**Written exercise:** Leave every picture out and write out the records below exactly.

—————

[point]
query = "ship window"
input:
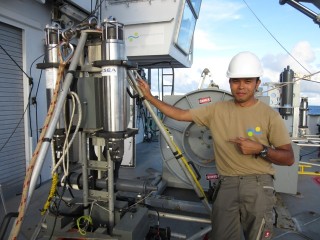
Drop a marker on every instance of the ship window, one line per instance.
(187, 25)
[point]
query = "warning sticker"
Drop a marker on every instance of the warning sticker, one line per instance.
(204, 100)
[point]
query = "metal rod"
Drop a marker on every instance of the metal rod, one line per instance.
(180, 217)
(5, 223)
(3, 200)
(55, 117)
(84, 160)
(110, 191)
(168, 140)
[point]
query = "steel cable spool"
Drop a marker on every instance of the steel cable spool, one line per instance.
(195, 142)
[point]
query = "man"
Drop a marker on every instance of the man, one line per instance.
(248, 137)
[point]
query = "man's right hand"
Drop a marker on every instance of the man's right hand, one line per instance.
(145, 89)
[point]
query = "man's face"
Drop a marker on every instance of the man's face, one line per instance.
(243, 90)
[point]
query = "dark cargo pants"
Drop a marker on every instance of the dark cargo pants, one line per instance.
(244, 207)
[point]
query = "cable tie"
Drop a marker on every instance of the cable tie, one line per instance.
(73, 72)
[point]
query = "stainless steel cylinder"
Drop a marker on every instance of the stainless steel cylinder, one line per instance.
(114, 83)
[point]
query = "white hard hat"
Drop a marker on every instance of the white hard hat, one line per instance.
(244, 65)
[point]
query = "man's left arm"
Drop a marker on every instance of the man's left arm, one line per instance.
(282, 155)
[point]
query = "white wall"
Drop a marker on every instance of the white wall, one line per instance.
(30, 16)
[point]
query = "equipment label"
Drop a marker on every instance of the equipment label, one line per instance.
(109, 71)
(204, 100)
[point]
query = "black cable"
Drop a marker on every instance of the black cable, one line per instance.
(275, 38)
(30, 71)
(57, 210)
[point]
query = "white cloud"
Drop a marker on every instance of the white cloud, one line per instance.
(187, 80)
(217, 11)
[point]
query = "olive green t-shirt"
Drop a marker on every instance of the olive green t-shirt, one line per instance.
(226, 121)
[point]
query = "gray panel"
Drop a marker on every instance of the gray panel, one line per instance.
(12, 140)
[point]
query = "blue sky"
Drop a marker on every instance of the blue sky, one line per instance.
(227, 27)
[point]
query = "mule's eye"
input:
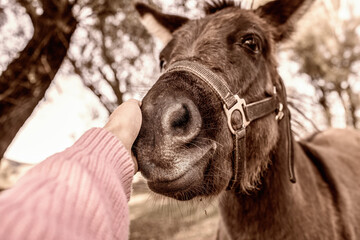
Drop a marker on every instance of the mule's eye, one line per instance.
(252, 43)
(162, 64)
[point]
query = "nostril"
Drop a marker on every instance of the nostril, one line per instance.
(180, 118)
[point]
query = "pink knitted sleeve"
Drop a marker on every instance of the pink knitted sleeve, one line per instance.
(80, 193)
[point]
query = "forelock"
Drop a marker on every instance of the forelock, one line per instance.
(214, 6)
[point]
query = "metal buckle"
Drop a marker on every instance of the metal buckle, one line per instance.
(239, 106)
(280, 114)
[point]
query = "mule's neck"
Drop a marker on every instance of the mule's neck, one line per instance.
(278, 209)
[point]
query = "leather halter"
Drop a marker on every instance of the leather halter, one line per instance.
(232, 102)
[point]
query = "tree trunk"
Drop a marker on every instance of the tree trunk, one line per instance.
(24, 83)
(323, 102)
(352, 107)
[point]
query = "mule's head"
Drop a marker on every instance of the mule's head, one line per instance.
(185, 147)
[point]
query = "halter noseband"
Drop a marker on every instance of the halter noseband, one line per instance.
(232, 102)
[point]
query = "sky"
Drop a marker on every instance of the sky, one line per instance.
(68, 110)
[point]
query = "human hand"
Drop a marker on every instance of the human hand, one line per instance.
(125, 123)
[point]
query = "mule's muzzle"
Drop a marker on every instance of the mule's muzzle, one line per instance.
(180, 120)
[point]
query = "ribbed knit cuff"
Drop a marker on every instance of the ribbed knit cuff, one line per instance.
(100, 142)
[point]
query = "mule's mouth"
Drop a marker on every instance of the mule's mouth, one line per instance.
(180, 184)
(190, 179)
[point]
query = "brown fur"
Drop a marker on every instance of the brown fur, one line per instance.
(185, 148)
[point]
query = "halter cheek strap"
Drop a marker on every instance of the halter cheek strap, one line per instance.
(232, 102)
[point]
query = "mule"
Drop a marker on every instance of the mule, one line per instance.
(216, 123)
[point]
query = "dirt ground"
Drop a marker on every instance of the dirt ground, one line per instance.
(154, 217)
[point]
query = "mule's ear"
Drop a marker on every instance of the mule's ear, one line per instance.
(159, 24)
(283, 14)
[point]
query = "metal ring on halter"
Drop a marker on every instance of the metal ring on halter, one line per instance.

—————

**Reply to the exercise:**
[point]
query = "ship window"
input:
Drop a marker on every instance of the ship window, one line per instance.
(187, 25)
[point]
query = "warning sticker"
Drop a marker on every instance of the warning sticker, one line per instance.
(204, 100)
[point]
query = "metal rod"
Drop a marker on every instance of the metal rod, one line per instance.
(180, 217)
(5, 223)
(3, 200)
(55, 117)
(84, 160)
(110, 191)
(168, 140)
[point]
query = "steel cable spool"
Drop a marker on every instance of the steel cable spool, one line per instance.
(195, 142)
[point]
query = "man"
Drop a marker on every instance of the man, one line per instance.
(248, 137)
[point]
query = "man's right hand"
Drop a marker on every instance of the man's right hand, one line per instance.
(145, 89)
[point]
query = "man's face"
Drop a marker on every instance of the man's face, one line per instance.
(243, 90)
[point]
query = "dark cargo pants"
Drop a marker on every instance of the dark cargo pants, one line per instance.
(244, 207)
[point]
query = "cable tie"
Drop a marker on every instance of the cable tie, one line per instance.
(73, 72)
[point]
query = "stainless steel cylinder"
Drop a marker on every instance of the stainless steel cylinder, one line per instance.
(114, 83)
[point]
query = "white hard hat"
Drop a marker on every instance of the white hard hat, one line per instance.
(244, 65)
[point]
query = "man's left arm"
Drop a marker on every instance of the man's left arm, one line per instance.
(282, 155)
[point]
query = "white wall"
Drop a marker on every instance of the white wall, one line per instance.
(30, 16)
[point]
query = "equipment label"
Drop a marker on every instance of the equipment label, one line per instance.
(109, 71)
(204, 100)
[point]
query = "black cable"
Drop a marker on every instance of the black cable, one line per instance.
(275, 38)
(30, 71)
(57, 210)
[point]
query = "white cloud"
Drop a marker on every instance of the white cloud, one line per instance.
(187, 80)
(217, 11)
[point]
query = "olive green t-shirt"
Drop a marker on every instance of the olive green t-shirt, one line per instance.
(226, 121)
[point]
query = "gray panel"
Drop a marker on every instance of the gray panel, one line per instance.
(12, 140)
[point]
query = "blue sky"
Drop a marker on every instance of the blue sky, one line per instance.
(227, 27)
[point]
query = "mule's eye"
input:
Drop a marker on every instance of the mule's eye, one line per instance.
(252, 43)
(162, 64)
[point]
query = "nostril"
Drop a marker on every instance of the nostril, one line per instance.
(180, 118)
[point]
query = "pink knitted sleeve"
Drop a marker on every instance of the pink knitted sleeve, one line per instance.
(80, 193)
[point]
query = "forelock"
Drop a marker on every instance of the forelock, one line per instance.
(214, 6)
[point]
query = "metal buckle"
Drop a marker on every instance of the metal buckle, one line per instance.
(239, 106)
(280, 114)
[point]
query = "mule's neck"
Drop a marker on every instance of the mule's neck, one line per instance.
(278, 209)
[point]
query = "leather halter"
Drop a marker on every instance of the leather halter, one line per instance.
(232, 102)
[point]
query = "tree trunk"
Drop a marker on every instance of the tree trunk, one line per instance.
(24, 83)
(323, 102)
(352, 107)
[point]
query = "mule's head"
Drop a marker on every instance of the mule's head, one line per instance.
(185, 147)
[point]
query = "halter noseband"
Drop a marker on every instance of the halter noseband, one line per instance.
(232, 102)
[point]
query = "sky"
Drop a marker on every instance of the sky, one line per instance.
(68, 110)
[point]
query = "human hand"
Drop a marker on every instance of the human hand, one line per instance.
(125, 123)
[point]
query = "mule's muzzle"
Drop a marker on every instance of the mule's muzzle, one line per instance.
(180, 120)
[point]
query = "ribbed knit cuff"
Drop a marker on every instance of the ribbed knit cuff, one line per instance.
(100, 142)
[point]
query = "mule's mouth"
Drop a marker on every instance of the mule's mouth, one line per instance.
(180, 184)
(190, 179)
[point]
query = "brown fur"
Drop a marker on every instance of the brown fur, one line per instance.
(185, 148)
[point]
query = "halter cheek strap"
Drop a marker on every instance of the halter cheek strap, one line per instance.
(232, 102)
[point]
query = "mule"
Drop a marker on every instance of the mule, one line per instance.
(216, 123)
[point]
query = "dirt ground"
Drop a marker on every instance of the dirt ground, one line per instance.
(154, 217)
[point]
query = "mule's ear"
Drop a marker on every instance of the mule's ear, one line per instance.
(159, 24)
(283, 14)
[point]
query = "metal ring on halter"
Drop a marker on every instance of the metal ring on halter, one line per instance.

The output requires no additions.